(TASK GOAL): What is needed is a copy of each line in the listing that contains "white".

(EXERCISE DATA):
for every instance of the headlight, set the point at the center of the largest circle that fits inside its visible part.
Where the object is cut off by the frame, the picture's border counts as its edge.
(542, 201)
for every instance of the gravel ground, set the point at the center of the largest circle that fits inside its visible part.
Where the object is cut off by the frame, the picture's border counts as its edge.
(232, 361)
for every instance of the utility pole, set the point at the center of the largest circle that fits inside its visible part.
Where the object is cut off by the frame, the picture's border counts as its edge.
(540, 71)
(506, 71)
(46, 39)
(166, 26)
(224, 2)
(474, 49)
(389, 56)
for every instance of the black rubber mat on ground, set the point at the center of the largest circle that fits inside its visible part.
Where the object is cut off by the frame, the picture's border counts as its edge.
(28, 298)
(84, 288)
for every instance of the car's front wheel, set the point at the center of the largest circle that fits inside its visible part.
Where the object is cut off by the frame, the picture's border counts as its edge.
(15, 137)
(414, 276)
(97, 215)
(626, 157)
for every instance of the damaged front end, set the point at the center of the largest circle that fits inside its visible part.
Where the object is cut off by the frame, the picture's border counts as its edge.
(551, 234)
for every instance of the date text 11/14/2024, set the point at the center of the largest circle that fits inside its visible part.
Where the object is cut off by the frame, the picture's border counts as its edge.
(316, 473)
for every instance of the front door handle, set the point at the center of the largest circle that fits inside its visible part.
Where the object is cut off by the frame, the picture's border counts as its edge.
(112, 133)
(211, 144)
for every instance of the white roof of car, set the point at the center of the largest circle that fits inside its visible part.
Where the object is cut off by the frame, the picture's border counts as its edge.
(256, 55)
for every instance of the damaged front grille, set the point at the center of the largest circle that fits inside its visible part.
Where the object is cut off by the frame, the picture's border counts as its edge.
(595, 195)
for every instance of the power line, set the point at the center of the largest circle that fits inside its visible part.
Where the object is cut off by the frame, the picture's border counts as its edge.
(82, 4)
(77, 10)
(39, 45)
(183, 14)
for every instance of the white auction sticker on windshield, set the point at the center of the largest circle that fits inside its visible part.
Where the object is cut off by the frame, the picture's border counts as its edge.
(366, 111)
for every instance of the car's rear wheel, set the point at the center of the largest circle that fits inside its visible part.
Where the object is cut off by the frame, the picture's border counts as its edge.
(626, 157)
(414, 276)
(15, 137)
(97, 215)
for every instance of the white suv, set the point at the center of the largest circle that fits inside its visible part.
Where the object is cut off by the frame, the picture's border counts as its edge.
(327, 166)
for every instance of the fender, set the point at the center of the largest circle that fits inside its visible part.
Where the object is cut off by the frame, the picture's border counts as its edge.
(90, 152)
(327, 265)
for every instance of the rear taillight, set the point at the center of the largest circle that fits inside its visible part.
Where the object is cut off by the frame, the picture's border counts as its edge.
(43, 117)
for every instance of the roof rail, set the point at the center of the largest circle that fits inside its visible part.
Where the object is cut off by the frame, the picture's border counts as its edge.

* * *

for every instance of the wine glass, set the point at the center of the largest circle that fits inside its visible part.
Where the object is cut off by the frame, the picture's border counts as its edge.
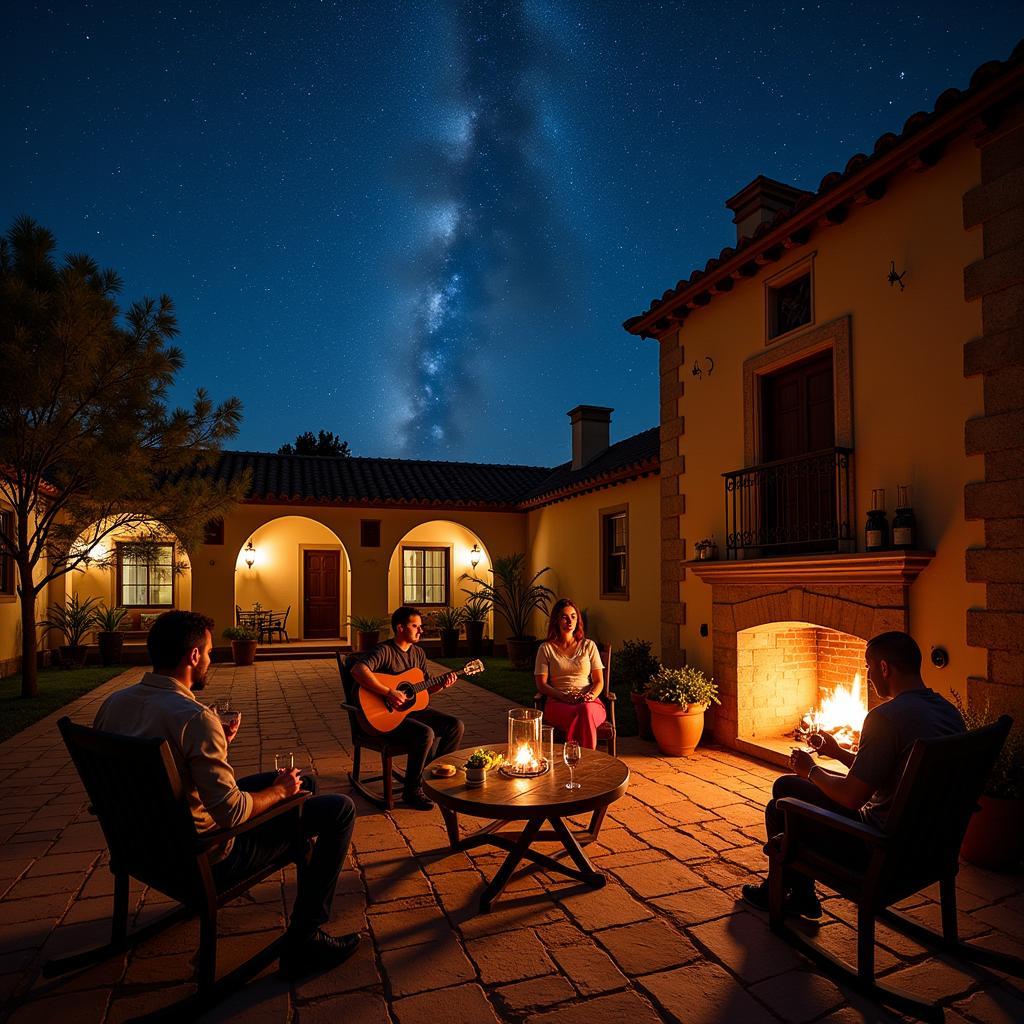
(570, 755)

==

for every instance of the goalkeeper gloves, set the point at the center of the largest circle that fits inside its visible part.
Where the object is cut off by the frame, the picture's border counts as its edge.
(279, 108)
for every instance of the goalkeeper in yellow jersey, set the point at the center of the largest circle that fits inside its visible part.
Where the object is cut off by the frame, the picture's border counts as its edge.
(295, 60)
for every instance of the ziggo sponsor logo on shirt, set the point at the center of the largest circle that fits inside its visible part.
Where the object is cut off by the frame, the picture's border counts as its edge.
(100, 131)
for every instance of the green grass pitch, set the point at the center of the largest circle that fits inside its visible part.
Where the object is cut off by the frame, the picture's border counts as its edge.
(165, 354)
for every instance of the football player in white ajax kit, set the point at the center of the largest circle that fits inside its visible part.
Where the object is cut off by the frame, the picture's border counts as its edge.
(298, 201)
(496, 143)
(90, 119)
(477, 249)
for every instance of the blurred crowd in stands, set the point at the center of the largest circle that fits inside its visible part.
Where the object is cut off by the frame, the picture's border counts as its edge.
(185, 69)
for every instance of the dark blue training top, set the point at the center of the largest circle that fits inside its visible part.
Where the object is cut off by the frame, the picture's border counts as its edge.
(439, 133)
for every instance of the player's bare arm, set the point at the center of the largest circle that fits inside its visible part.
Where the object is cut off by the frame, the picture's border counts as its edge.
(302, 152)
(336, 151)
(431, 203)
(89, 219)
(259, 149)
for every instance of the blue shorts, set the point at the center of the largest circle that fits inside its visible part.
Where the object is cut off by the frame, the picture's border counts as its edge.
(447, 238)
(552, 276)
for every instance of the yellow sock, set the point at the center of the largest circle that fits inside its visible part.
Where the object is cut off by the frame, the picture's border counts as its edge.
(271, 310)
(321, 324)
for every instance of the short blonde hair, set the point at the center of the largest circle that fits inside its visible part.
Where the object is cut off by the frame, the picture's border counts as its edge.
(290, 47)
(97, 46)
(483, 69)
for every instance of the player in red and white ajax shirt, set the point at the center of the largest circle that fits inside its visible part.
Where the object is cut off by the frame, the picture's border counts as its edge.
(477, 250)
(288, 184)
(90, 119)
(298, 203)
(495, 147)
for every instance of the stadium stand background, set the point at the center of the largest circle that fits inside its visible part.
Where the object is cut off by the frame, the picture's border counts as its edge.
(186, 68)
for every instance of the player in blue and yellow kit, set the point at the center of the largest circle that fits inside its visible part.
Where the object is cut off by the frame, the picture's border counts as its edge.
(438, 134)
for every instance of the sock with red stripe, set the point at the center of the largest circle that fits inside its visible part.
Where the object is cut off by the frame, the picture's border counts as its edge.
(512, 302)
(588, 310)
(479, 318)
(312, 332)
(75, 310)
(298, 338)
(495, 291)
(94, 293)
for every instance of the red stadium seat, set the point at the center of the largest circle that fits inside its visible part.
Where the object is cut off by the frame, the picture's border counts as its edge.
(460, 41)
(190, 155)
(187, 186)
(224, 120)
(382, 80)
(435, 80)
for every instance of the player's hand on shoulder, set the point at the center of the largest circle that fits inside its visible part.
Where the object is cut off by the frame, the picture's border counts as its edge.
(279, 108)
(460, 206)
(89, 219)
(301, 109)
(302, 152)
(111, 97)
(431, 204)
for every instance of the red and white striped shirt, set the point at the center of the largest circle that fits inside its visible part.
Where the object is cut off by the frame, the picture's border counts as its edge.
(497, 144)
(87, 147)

(RESULT OF THE TASK):
for every instance of the white roof of car, set the point at the center of the largest circle that fits inside its visible part.
for every instance of the white auction sticker on windshield, set the point at the center of the largest circle that fits inside its visible part.
for every instance of the white suv, set the point at the center of the largest circle that fits inside its visible part.
for every instance of the football player in white ajax kit, set the point at the center of the largest circle that fits inside its visible part.
for every instance of the player in red and white ajax shirt, set the point at the center of the largest circle that fits inside its visible part.
for every instance of the red and white striped shirt, set the point at the center of the largest circle that fits inside its visible part.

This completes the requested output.